**Problem details:** Make an exact copy of the entries, and keep any pictures out of it.

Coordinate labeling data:
····················
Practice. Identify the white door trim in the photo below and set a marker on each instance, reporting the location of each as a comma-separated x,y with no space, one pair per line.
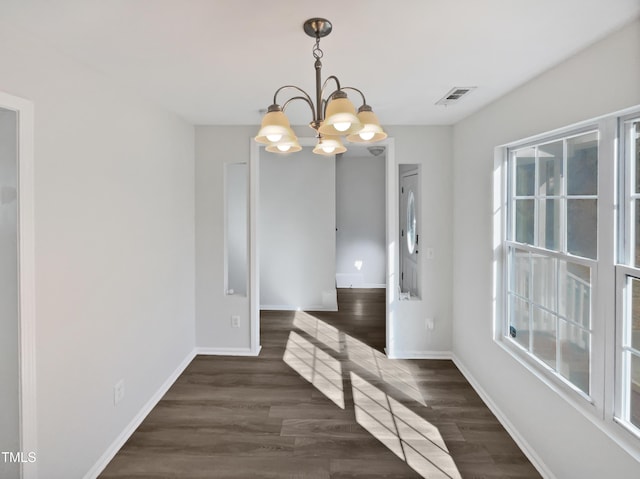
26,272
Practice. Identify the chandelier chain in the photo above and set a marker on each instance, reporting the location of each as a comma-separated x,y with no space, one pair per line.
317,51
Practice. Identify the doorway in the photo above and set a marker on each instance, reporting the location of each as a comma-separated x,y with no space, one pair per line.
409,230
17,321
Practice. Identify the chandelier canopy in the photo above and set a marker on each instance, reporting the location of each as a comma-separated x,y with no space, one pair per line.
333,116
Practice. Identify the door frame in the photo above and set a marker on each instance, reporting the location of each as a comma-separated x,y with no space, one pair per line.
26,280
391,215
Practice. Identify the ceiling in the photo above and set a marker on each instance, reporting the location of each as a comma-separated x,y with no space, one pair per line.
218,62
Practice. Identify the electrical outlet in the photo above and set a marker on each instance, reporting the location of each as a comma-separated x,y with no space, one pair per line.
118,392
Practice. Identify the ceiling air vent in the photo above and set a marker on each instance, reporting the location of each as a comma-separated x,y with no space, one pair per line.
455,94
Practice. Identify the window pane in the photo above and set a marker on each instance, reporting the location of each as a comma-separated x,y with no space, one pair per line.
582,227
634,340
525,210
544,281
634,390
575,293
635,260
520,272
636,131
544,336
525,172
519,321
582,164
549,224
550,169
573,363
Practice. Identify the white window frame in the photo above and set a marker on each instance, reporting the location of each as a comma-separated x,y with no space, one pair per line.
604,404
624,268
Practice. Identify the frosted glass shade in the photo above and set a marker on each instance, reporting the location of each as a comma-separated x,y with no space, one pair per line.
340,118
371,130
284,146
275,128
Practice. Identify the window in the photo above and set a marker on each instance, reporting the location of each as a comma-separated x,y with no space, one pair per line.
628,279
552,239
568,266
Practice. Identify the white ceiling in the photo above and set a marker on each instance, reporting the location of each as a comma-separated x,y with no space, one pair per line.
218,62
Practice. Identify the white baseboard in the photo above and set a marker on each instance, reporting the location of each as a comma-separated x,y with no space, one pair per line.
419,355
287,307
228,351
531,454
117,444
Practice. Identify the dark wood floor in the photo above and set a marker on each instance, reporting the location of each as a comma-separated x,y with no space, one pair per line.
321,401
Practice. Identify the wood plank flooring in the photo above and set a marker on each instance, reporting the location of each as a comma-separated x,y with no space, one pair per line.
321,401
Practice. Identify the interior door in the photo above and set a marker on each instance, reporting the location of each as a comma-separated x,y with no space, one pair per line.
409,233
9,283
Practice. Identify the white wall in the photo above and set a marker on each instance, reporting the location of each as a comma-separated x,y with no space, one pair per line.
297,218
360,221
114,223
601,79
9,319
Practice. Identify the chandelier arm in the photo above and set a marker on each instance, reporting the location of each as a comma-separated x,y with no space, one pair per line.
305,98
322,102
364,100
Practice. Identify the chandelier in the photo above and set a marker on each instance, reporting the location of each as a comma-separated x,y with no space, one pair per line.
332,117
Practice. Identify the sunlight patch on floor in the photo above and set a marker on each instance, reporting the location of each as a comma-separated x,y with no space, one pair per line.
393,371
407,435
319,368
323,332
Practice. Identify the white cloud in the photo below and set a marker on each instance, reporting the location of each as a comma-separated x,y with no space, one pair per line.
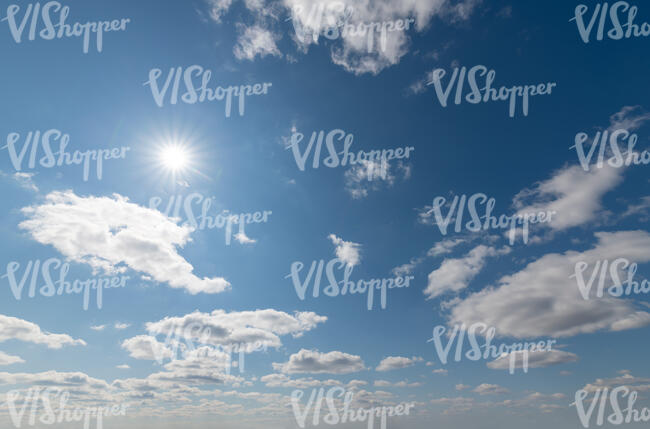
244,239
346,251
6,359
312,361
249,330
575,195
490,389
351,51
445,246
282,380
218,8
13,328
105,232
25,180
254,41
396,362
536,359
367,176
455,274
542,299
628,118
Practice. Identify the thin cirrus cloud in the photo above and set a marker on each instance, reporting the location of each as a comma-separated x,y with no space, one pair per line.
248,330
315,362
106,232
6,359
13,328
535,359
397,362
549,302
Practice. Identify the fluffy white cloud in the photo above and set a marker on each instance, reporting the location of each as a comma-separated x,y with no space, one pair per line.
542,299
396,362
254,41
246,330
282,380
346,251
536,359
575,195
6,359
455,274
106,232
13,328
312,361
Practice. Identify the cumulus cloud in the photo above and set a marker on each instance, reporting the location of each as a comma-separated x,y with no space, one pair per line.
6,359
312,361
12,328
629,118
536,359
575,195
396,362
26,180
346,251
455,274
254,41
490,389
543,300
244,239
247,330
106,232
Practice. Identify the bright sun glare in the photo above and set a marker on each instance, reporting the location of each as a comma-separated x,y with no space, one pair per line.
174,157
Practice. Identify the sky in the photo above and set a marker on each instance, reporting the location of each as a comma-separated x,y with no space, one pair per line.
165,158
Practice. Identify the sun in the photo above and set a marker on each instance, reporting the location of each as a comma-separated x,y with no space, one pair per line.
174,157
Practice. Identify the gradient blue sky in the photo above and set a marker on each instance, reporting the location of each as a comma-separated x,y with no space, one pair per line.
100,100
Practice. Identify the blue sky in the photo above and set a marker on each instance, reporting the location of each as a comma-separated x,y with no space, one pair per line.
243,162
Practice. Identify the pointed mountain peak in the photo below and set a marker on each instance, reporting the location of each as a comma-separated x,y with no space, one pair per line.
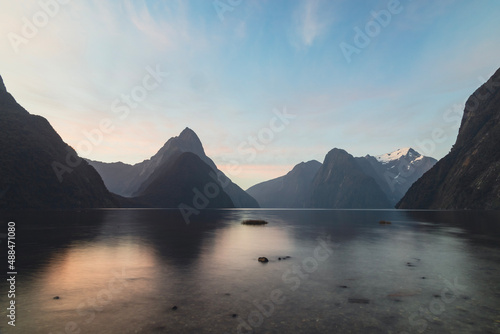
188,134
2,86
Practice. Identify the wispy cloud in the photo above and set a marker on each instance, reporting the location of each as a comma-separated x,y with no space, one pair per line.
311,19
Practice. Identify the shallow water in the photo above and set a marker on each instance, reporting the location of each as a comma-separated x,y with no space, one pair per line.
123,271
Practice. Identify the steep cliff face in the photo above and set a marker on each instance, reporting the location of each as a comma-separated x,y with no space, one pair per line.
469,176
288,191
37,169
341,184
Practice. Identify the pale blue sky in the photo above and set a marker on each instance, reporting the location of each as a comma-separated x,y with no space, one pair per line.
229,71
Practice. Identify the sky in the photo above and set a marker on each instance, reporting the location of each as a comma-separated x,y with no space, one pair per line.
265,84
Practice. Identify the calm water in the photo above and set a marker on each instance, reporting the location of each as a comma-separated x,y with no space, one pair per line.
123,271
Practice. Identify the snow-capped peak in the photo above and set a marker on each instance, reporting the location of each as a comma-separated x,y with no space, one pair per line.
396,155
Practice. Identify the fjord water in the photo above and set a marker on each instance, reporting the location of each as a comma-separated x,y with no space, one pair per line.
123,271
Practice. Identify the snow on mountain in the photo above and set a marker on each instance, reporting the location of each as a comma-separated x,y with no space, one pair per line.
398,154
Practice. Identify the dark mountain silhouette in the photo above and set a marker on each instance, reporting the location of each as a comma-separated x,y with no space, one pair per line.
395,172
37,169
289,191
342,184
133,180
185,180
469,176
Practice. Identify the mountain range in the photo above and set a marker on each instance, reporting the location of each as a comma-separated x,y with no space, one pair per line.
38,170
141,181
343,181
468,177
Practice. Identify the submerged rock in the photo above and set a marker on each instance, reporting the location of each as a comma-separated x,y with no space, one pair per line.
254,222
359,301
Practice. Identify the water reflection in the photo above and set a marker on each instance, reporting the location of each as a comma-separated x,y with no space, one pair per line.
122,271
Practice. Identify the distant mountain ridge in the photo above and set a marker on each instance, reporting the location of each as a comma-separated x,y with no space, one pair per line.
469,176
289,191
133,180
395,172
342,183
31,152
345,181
····················
**The solution:**
Practice. Identify the white door trim in the photo below and set a marker on each instance, reporting the location of each as a comma-separated x,y with no space, one pair per line.
26,272
Practice. Identify the chandelier chain in the photo above and set a marker on each instance, reporting the location of each as a comma-separated x,y with no space, one pair per line.
317,51
Practice. Identify the doorway in the photo above and set a marker on each instance, reporting the location of each as a comma-separated x,y with no space, one pair per line.
409,230
17,321
Practice. Identify the chandelier canopy in the photo above and set a marker on each instance, reporting the location of each as a comma-separated x,y with no space, one pair per line.
333,116
Practice. Identify the door frame in the photo above and set a marker on each instance, reporting the location of each as a comma-separated x,y with no space, one pair per line.
26,280
391,215
Practice. Identify the ceiling in the photo above and set a marker on each instance, reporting the location of each as a comma-separated x,y with no space, one pair per line.
218,62
Practice. Identify the electrical outlet in the photo above and set a marker on each instance, reporting the location of each as a comma-separated x,y with no space, one pair per line.
118,392
Practice. Identify the ceiling air vent in the photo above and set a marker on each instance, reporting the location of each as a comma-separated x,y with no space, one pair per line.
455,94
Practice. Identify the window pane in the photo above and set a marker on each instance, reporting the location of each as a comma-separated x,y with no space, one pair per line.
582,227
634,340
525,210
544,281
634,390
575,293
635,260
520,272
636,131
544,336
525,172
519,321
582,164
549,224
550,169
573,363
Practice. Identify the white window frame in the photo above and set a marker on each instance, reporting the location of each as a comma-separated x,y with no space, one pair per line.
604,404
624,268
Practice. Identify the frosted glass shade in the photo above and set a marker on each instance, reporting the location of each as a comma-separated x,y with no space, one pair per line.
340,118
371,130
284,146
275,128
Practice. Identify the window in the photo above and set a marker on each instance, reporting the location of each as a comma-separated x,y with no space, one pair per line.
628,279
552,239
568,266
Practice. Identify the white ceiling in the photo above and set a marker on each instance, reporting the location of each as a comma-separated x,y with no space, one pair per line.
218,62
Practice. Identify the white baseboard in the photo above and set a marker on each instance, reporting the location of each as a comma-separated x,y with no space, one pair per line.
419,355
287,307
228,351
531,454
117,444
Practice. Identify the dark wood floor in the photo above and set a marker on each instance, reporting the location of each as a comma-separated x,y with no space, one pair per line.
321,401
Practice. Identify the wood plank flooring in the photo above and set a marker on each instance, reporting the location of each as a comma-separated x,y with no space, one pair per line.
321,401
Practice. Identify the interior door in the photo above and set a marker on each instance, reporting the location of each as a comma-separated x,y with no space, one pair per line.
409,233
9,283
Practice. Identify the white wall in the photo above and set a marker on each instance, reporting the location of each as a comma-separated x,y with no space, one pair per line.
297,218
360,221
114,223
601,79
9,319
Practice. Identify the chandelier arm in the photo above and set a marker on each instance, reporting the location of each as a comma-separated x,y with no space, one pair per line.
305,98
322,102
364,100
Practice. Identify the chandelier in the photo above and set a marker on each instance, reporting the location of each as a comma-separated x,y with no space, one pair per line.
332,117
Practice. Identify the sunlight patch on floor in the photo above and set a marker on each instance, reporting the location of each as a comma-separated x,y with no space, one pair per line.
393,371
407,435
319,368
323,332
Practice. Identify the white cloud in the photo below and set a marker on each instance, reporting the location of each as a comma-separated x,y with no space, one pair per line.
244,239
346,251
6,359
312,361
249,330
575,195
490,389
351,51
445,246
282,380
218,8
13,328
105,232
25,180
254,41
396,362
536,359
367,176
455,274
542,299
628,118
Practice. Identify the thin cirrus cloud in the photo above and set a marker on each instance, reporting the location of each as a comma-separated x,y with no space, one pair per line.
248,330
315,362
106,232
6,359
13,328
535,359
397,362
549,302
Practice. Identify the fluffy white cloud in the photo above and set a marker on each instance, reporting the location of each as a comma-separated x,y with no space, one pair per line.
542,299
396,362
254,41
246,330
282,380
346,251
536,359
575,195
6,359
455,274
106,232
13,328
312,361
Practice. Identify the cumulus cloud in the photo above and set a marker on each instance, reporting the location of each as a comma-separated x,y with no space, one pair per line.
6,359
312,361
12,328
629,118
536,359
575,195
396,362
26,180
346,251
455,274
254,41
490,389
543,300
244,239
247,330
106,232
Practice. Identify the bright sun glare in the photo above and set a marker on each instance, reporting the location of each as a comma-separated x,y with no space, one pair per line.
174,157
Practice. Identify the sky in the photo above and set a marker on each instance, reporting the location of each as a comma-separated x,y with no space, one pair per line.
165,158
Practice. Identify the sun in the photo above and set a marker on each instance, reporting the location of each as a comma-separated x,y with no space, one pair per line.
174,157
Practice. Identify the gradient blue sky in the photo above and set a marker on each instance, reporting the location of each as a comma-separated x,y with no space, one pair per line.
100,100
Practice. Identify the blue sky in the photo above and set a marker on each instance, reporting the location of each as a comma-separated x,y with no space, one pair per line.
243,162
Practice. Identify the pointed mountain peak in the photo below and set a marker on each instance, reporting the location of each as a comma-separated x,y with no space, one pair per line.
188,134
2,86
Practice. Identify the wispy cloud in the photo above and set a marker on each instance, reporting the location of each as a comma-separated x,y with no space, one pair per line.
311,19
Practice. Identify the shallow water in the photo above and set a marker on each instance, reporting the location of each as a comma-separated x,y with no space, one pair per line.
123,271
Practice. Identify the steep cliff face in the photo above and set a marker on each instance, reporting the location of each as a comma-separated x,y with no space, one pair per line.
469,176
288,191
37,169
341,184
Practice. Identify the pale blue sky in the photo above and set a marker on each instance, reporting the location of each as a comma-separated x,y with no space, one pair per line.
229,71
Practice. Identify the sky in the photo above and set a marker on each instance, reporting the location of each as a comma-separated x,y with no space, one pair per line.
265,84
Practice. Identify the calm water in the photo above and set a marker on each instance, reporting the location of each as a comma-separated x,y with no space, one pair per line.
123,271
Practice. Identify the snow-capped peak in the photo above and set a marker on each instance, reporting the location of each as a comma-separated x,y with no space, one pair per line.
396,155
Practice. Identify the fjord water in the photo above and set a marker on each instance, reporting the location of each as a comma-separated x,y with no space, one pair per line.
123,271
Practice. Identify the snow on mountain in the photo above and set a marker on each instance, reporting the location of each as a comma-separated x,y with no space, one pair per line.
398,154
Practice. Identify the dark mountain silhouette in the photo above and set a marker on each instance, reporting the location of each as a comma-separated x,y with no space, one pair per line.
395,172
37,169
289,191
342,184
133,180
185,180
469,176
Practice. Identify the mountain range in the photo above and set a marker on each instance, reporting the location of each as a comma-separated x,y with no space, one pair per line.
38,170
141,181
343,181
468,177
Practice. Identify the submerged rock in the photo above and set a marker on each instance, reporting the location of each as a comma-separated x,y with no space, one pair per line.
254,222
359,301
Practice. Identify the water reflection in the photo above and set a marker on each instance, reporting the location of each as a comma-separated x,y with no space, one pair per line.
122,271
Practice. Identify the distant mountain ridge in the photo above and set a marker on each instance, reporting the location of each as a comma-separated x,y with no space, one pair per line.
469,176
289,191
133,180
395,172
342,183
31,152
345,181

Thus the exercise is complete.